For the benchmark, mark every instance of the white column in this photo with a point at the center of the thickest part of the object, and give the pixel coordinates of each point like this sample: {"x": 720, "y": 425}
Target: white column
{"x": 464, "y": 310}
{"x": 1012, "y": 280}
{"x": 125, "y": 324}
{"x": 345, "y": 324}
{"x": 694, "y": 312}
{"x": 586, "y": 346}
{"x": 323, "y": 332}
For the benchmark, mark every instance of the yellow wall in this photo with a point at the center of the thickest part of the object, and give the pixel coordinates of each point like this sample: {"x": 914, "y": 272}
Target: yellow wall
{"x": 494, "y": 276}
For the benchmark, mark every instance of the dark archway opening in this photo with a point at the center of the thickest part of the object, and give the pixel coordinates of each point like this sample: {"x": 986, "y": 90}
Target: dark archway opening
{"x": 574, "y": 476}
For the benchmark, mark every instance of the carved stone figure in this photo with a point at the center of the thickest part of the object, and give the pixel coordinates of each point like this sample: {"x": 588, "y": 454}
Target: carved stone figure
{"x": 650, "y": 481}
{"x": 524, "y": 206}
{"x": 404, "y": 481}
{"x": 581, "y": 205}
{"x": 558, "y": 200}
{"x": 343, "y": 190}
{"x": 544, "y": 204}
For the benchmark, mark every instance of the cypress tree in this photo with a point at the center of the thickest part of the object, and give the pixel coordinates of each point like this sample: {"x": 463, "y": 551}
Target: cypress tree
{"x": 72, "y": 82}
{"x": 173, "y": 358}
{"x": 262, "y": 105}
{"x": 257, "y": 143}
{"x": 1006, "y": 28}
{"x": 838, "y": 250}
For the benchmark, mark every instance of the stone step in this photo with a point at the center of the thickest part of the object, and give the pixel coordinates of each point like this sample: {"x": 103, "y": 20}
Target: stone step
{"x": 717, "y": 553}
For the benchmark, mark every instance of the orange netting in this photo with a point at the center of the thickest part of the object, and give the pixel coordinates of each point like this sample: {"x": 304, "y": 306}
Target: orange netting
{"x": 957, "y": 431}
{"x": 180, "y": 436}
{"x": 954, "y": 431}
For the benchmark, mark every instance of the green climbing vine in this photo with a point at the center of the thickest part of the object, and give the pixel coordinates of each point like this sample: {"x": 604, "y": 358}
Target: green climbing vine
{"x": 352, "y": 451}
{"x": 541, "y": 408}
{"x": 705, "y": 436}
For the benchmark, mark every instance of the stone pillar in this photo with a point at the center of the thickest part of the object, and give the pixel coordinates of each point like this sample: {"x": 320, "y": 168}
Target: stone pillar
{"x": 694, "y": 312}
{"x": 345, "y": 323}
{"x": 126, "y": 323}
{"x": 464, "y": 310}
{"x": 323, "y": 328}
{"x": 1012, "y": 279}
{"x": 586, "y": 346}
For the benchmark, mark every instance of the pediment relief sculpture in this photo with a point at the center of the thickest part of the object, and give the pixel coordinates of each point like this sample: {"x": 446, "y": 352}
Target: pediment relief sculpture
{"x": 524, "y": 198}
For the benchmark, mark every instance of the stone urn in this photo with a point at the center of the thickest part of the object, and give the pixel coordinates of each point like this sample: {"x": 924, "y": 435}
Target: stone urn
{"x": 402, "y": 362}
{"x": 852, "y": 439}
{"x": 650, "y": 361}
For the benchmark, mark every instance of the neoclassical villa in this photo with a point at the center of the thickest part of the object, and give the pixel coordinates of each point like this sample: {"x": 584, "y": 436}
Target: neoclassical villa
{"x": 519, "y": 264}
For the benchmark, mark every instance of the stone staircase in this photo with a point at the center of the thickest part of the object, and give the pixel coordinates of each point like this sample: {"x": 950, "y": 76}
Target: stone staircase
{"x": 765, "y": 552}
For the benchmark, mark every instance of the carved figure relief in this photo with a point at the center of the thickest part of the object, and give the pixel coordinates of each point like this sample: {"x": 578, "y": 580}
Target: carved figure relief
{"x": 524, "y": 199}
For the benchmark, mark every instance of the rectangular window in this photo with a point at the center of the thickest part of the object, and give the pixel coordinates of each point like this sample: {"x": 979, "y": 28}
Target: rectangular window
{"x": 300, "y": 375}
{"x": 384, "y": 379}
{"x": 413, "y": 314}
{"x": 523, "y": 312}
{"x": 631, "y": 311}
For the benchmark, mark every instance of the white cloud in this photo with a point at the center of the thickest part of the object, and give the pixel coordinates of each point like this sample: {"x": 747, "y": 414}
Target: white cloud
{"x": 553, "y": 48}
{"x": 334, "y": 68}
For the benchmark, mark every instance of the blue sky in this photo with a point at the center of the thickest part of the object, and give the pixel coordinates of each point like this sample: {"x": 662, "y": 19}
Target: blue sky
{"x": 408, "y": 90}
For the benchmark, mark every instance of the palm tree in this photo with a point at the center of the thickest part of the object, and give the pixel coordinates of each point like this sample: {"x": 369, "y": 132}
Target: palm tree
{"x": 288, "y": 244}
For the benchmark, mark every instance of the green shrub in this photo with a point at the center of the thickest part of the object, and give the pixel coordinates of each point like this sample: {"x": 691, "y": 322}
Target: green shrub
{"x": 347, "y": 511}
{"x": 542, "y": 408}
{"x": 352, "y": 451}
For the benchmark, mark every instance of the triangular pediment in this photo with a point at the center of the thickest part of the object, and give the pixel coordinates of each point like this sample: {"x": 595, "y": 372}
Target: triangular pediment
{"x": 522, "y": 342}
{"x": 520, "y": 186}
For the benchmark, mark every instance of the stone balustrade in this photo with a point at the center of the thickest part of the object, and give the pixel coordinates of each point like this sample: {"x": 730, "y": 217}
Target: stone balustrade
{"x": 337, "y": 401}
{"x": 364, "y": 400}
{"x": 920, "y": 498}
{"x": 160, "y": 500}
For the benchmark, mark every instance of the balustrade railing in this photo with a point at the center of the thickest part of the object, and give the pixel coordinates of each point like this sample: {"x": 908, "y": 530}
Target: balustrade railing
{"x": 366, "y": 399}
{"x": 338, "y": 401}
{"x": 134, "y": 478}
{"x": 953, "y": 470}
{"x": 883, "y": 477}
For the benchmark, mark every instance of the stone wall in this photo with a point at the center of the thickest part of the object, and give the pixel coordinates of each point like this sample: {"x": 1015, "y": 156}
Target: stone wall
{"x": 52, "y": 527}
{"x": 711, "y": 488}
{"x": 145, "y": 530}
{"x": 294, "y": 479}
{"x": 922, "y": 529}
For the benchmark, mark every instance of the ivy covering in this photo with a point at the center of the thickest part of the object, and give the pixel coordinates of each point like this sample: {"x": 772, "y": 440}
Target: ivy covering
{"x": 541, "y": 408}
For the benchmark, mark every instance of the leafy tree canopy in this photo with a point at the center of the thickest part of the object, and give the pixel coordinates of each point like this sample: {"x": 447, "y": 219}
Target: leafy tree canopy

━━━━━━━━━━

● PROBLEM DETAILS
Please repeat the listing exactly, with nothing left out.

● SOLUTION
For the benchmark, mark every instance of the white column in this photo with a point at the center of the thickest part of the object, and give the pixel coordinates of each point like this sample: {"x": 720, "y": 425}
Target: white column
{"x": 464, "y": 310}
{"x": 1012, "y": 280}
{"x": 125, "y": 324}
{"x": 345, "y": 324}
{"x": 694, "y": 312}
{"x": 586, "y": 346}
{"x": 323, "y": 332}
For the benchmark, mark every instance of the yellow wall in this photo with a point at the center of the thickest part of the object, and give the pixel coordinates of each point like this sample: {"x": 914, "y": 272}
Target: yellow wall
{"x": 494, "y": 276}
For the benchmark, mark every instance of the dark archway opening in this photo with a point at the center of the thickest part of the object, and give the pixel coordinates of each point like this sample: {"x": 986, "y": 90}
Target: dark archway opening
{"x": 574, "y": 476}
For the benchmark, mark every instance of the carved stone figure in this photo with a point at the center of the thickest part of the object, and give the pixel coordinates of each point like this sample: {"x": 588, "y": 454}
Target: carved stone figure
{"x": 650, "y": 481}
{"x": 524, "y": 206}
{"x": 404, "y": 481}
{"x": 581, "y": 205}
{"x": 558, "y": 200}
{"x": 343, "y": 190}
{"x": 544, "y": 204}
For the benchmark, mark every instance of the cypress tree in this photo with a point at the center of the thickest part of the object, and give the pixel coordinates of each point like this sample: {"x": 463, "y": 551}
Target: cypress tree
{"x": 72, "y": 82}
{"x": 173, "y": 358}
{"x": 262, "y": 105}
{"x": 257, "y": 143}
{"x": 1006, "y": 28}
{"x": 838, "y": 250}
For the benchmark, mark every instance of the stone step in this photo with a point at the center of the thickest part of the object, and give the pixel coordinates of each point like this sample: {"x": 103, "y": 20}
Target: stone step
{"x": 717, "y": 553}
For the benchmark, mark every instance of the orange netting in this photo with a point at the center of the thickest part of the object, and give the pixel coordinates of each point like this sample: {"x": 304, "y": 306}
Target: orange netting
{"x": 957, "y": 431}
{"x": 180, "y": 436}
{"x": 954, "y": 431}
For the benchmark, mark every instance of the green climbing vine in this photo with a point at the center of the thickest part of the object, and give the pixel coordinates of each point like this sample: {"x": 604, "y": 358}
Target: green climbing vine
{"x": 352, "y": 451}
{"x": 541, "y": 408}
{"x": 705, "y": 436}
For the benchmark, mark every instance of the stone pillar in this photo with a point at the center of the thickest part of the object, and give the pixel coordinates of each point like this sample: {"x": 320, "y": 168}
Target: stone pillar
{"x": 694, "y": 312}
{"x": 345, "y": 323}
{"x": 126, "y": 323}
{"x": 464, "y": 310}
{"x": 323, "y": 328}
{"x": 1012, "y": 279}
{"x": 586, "y": 346}
For the benchmark, mark every instance of the pediment relief sculpture in this photo with a point at the center of the thickest part of the object, and give the pixel coordinates of each point like this sample: {"x": 446, "y": 352}
Target: pediment relief sculpture
{"x": 524, "y": 198}
For the benchmark, mark every instance of the stone urn in this photo with a point at the center of the thickest part of the object, and give the pixel coordinates of each point like this sample: {"x": 924, "y": 435}
Target: stone urn
{"x": 402, "y": 362}
{"x": 852, "y": 439}
{"x": 650, "y": 361}
For the benchmark, mark every instance of the neoclassical villa in this photo with a point at the center of the thickest part of the object, and give the pixel coordinates of each point like this sample: {"x": 584, "y": 436}
Target: neoclassical villa
{"x": 519, "y": 264}
For the benchmark, mark every instance of the stone staircase in this photo with a point at the center of the thickest part of the object, and give the pixel coordinates of each point like this sample: {"x": 950, "y": 76}
Target: stone staircase
{"x": 765, "y": 552}
For the benchmark, mark every instance of the carved figure relief in this photo with a point at the center of the thickest part of the object, and give the pixel coordinates of each point like this sample: {"x": 578, "y": 580}
Target: carved figure relief
{"x": 524, "y": 199}
For the benchmark, mark every instance of the rectangular window in this photo with a point at the center of the thickest part of the object, and give the pixel coordinates of each point like this sample: {"x": 979, "y": 28}
Target: rectangular window
{"x": 300, "y": 375}
{"x": 384, "y": 379}
{"x": 413, "y": 314}
{"x": 523, "y": 312}
{"x": 631, "y": 311}
For the benchmark, mark every instance of the white cloud in this photo with a point at the center of the thickest part of the object, and give the pixel coordinates of each point like this sample: {"x": 747, "y": 414}
Target: white cloud
{"x": 553, "y": 48}
{"x": 334, "y": 68}
For the benchmark, mark every instance of the blue sky in this photo with a point at the center of the thickest part of the object, and give the pixel coordinates of each point like this sample: {"x": 662, "y": 19}
Target: blue sky
{"x": 408, "y": 90}
For the benchmark, mark every instance of the palm tree in this photo with a point at the center of the thickest part of the object, and give the pixel coordinates of each point like this sample: {"x": 369, "y": 132}
Target: palm tree
{"x": 288, "y": 244}
For the benchmark, mark every instance of the green shrub in this photo with a point at the center of the thickest part of the object, and give the pixel coordinates of each point like this sample: {"x": 691, "y": 322}
Target: green shrub
{"x": 347, "y": 511}
{"x": 542, "y": 408}
{"x": 352, "y": 451}
For the benchmark, mark every instance of the triangular pediment in this photo with a point at the center of the thickest part of the object, and give the pixel coordinates of each point like this sample: {"x": 595, "y": 372}
Target: triangular pediment
{"x": 522, "y": 342}
{"x": 520, "y": 186}
For the benchmark, mark every instance of the stone balustrade in this photo with a point at the center of the thickest part of the object, and give the pixel coordinates of each point like this sample: {"x": 730, "y": 217}
Target: stone balustrade
{"x": 337, "y": 401}
{"x": 364, "y": 400}
{"x": 920, "y": 498}
{"x": 160, "y": 500}
For the benchmark, mark every instance of the balustrade railing in this photo with a point at the center of the thickest part of the object, and give the pixel coordinates of each point like this sample: {"x": 908, "y": 530}
Target: balustrade railing
{"x": 366, "y": 399}
{"x": 338, "y": 401}
{"x": 134, "y": 478}
{"x": 953, "y": 470}
{"x": 883, "y": 477}
For the benchmark, mark every instance of the stone wall in this photo with a point at the center of the thickest part of the object, and give the pixel coordinates of each point like this sample: {"x": 1015, "y": 156}
Target: stone wall
{"x": 52, "y": 527}
{"x": 711, "y": 488}
{"x": 145, "y": 530}
{"x": 294, "y": 479}
{"x": 922, "y": 529}
For the benchmark, mark every instance of the ivy covering in this photo with a point at the center of the thickest part of the object, and give the pixel coordinates of each point like this sample: {"x": 772, "y": 440}
Target: ivy covering
{"x": 541, "y": 408}
For the benchmark, mark every instance of the leafy tree canopy in this photo with a point at the center of the thickest part of the object, and give the pixel coordinates of each point like this sample: {"x": 447, "y": 219}
Target: leafy tree canopy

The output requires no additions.